- **Problem**
Express every line of the material below as a JSON list of strings, one string per line, with blank lines and the pictures omitted.

Items for segmentation labeling:
= = = = =
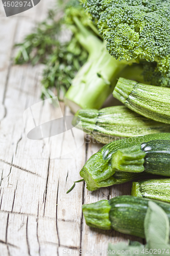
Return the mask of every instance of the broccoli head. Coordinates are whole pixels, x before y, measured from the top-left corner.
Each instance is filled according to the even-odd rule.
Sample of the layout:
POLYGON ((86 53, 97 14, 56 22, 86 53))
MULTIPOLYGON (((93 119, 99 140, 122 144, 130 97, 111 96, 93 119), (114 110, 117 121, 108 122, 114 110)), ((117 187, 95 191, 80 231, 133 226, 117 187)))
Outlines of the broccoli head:
POLYGON ((139 9, 124 5, 105 10, 98 27, 108 42, 107 49, 120 60, 156 60, 160 62, 160 71, 162 66, 164 70, 166 66, 168 69, 169 24, 160 15, 139 9))
POLYGON ((108 7, 118 8, 126 5, 145 12, 156 12, 170 20, 169 0, 81 0, 81 2, 94 20, 98 20, 108 7))

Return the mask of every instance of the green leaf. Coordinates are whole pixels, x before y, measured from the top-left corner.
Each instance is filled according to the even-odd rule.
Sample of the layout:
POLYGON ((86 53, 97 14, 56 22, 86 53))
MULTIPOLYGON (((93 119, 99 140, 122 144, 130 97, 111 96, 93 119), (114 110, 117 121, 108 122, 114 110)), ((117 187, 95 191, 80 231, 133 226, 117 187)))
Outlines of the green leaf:
POLYGON ((147 247, 154 249, 165 248, 169 242, 169 222, 164 211, 156 203, 149 202, 144 222, 147 247))

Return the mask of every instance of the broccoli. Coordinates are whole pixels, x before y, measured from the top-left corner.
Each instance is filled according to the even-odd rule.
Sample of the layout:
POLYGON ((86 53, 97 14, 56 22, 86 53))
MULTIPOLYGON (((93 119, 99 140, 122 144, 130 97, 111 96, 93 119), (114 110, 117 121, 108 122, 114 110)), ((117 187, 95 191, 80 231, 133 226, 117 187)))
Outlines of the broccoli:
POLYGON ((157 70, 169 77, 169 0, 82 2, 97 22, 111 55, 119 60, 155 61, 157 70))
POLYGON ((109 54, 106 41, 94 32, 95 25, 81 5, 79 11, 77 7, 70 6, 65 15, 65 24, 89 56, 72 80, 64 101, 74 112, 80 108, 99 109, 113 91, 119 73, 127 63, 120 62, 109 54))

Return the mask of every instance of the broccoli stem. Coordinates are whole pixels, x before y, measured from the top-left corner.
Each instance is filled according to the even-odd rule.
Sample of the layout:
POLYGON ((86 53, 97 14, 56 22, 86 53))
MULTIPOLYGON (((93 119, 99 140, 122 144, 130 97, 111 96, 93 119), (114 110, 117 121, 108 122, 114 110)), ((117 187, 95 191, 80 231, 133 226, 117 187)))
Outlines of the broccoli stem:
POLYGON ((64 98, 75 113, 81 108, 100 109, 127 64, 113 58, 106 49, 105 41, 87 29, 77 17, 74 19, 79 30, 76 36, 89 53, 87 61, 73 79, 64 98))

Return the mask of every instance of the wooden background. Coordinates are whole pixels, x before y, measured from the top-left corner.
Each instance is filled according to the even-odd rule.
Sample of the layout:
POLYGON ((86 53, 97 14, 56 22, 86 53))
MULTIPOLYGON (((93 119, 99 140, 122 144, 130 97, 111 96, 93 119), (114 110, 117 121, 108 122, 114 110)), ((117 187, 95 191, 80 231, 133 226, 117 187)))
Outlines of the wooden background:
= = = = =
- **Finished answer**
[
  "Return the mask of every instance of the broccoli head. Coordinates are whole pixels, x before y, measured from the top-left corner.",
  "Each instance is filled according to the even-odd rule.",
  "Sample of the layout:",
  "POLYGON ((86 53, 97 14, 56 22, 86 53))",
  "MULTIPOLYGON (((93 119, 99 140, 122 144, 130 97, 111 96, 93 119), (114 110, 117 121, 108 122, 114 110)), ((117 187, 95 191, 80 231, 133 226, 117 187)))",
  "Outlines of the broccoli head:",
  "POLYGON ((139 9, 124 5, 105 10, 98 27, 108 42, 107 49, 120 60, 156 60, 160 62, 160 71, 162 66, 164 70, 166 66, 168 69, 169 24, 160 15, 139 9))",
  "POLYGON ((108 7, 118 8, 126 5, 145 12, 156 12, 170 20, 169 0, 81 0, 81 2, 94 20, 98 20, 108 7))",
  "Return the mask of every instance of the green leaf. Coordinates are whole pixels, x before y, measured from the top-left corner.",
  "Each instance is filled according to the even-odd rule.",
  "Sample of the layout:",
  "POLYGON ((86 53, 97 14, 56 22, 86 53))",
  "MULTIPOLYGON (((93 119, 99 140, 122 144, 130 97, 111 96, 93 119), (114 110, 117 121, 108 122, 114 110)), ((117 187, 95 191, 80 231, 133 226, 117 187)))",
  "Outlines of the green leaf:",
  "POLYGON ((147 247, 154 249, 165 248, 169 242, 169 222, 164 211, 156 203, 149 202, 144 222, 147 247))",
  "Return the mask of every instance of the broccoli. Coordinates are whole pixels, x before y, measured from the top-left corner.",
  "Each instance is filled according to the even-odd rule.",
  "Sample of the layout:",
  "POLYGON ((86 53, 97 14, 56 22, 86 53))",
  "MULTIPOLYGON (((93 119, 99 140, 122 144, 130 97, 111 96, 93 119), (114 110, 117 121, 108 122, 114 110)), ((117 187, 95 191, 80 231, 133 226, 117 187)))",
  "Outlines of the broccoli:",
  "POLYGON ((157 70, 169 77, 169 0, 82 2, 97 22, 111 55, 119 60, 155 61, 157 70))",
  "POLYGON ((109 54, 106 41, 94 32, 95 25, 81 5, 79 11, 77 7, 70 6, 65 15, 65 24, 89 56, 72 80, 64 101, 74 112, 80 108, 99 109, 113 91, 119 73, 127 63, 120 62, 109 54))",
  "Return the mask of every instance of the broccoli stem. Coordinates are whole pixels, x before y, measured from the top-left corner.",
  "Each instance is filled according to the even-odd rule.",
  "Sample of the layout:",
  "POLYGON ((86 53, 97 14, 56 22, 86 53))",
  "MULTIPOLYGON (((93 119, 99 140, 122 144, 130 97, 111 96, 93 119), (114 110, 117 121, 108 122, 114 110)), ((117 187, 95 191, 80 231, 133 226, 117 187)))",
  "Outlines of the broccoli stem:",
  "POLYGON ((64 98, 75 113, 81 108, 100 109, 127 64, 113 58, 106 49, 105 41, 87 29, 77 17, 74 19, 79 30, 76 36, 89 53, 87 61, 73 79, 64 98))",
  "Return the mask of every instance of the wooden background. Coordinates are whole pixels, x before y, measured from the top-left corner.",
  "Each instance is filled according to the even-odd rule.",
  "Sample of the layout:",
  "POLYGON ((86 53, 97 14, 56 22, 86 53))",
  "MULTIPOLYGON (((93 119, 99 140, 122 144, 130 97, 111 96, 93 119), (114 110, 117 121, 108 122, 114 110)), ((117 187, 95 191, 80 231, 133 226, 117 187)))",
  "Outlines of the wooden background:"
]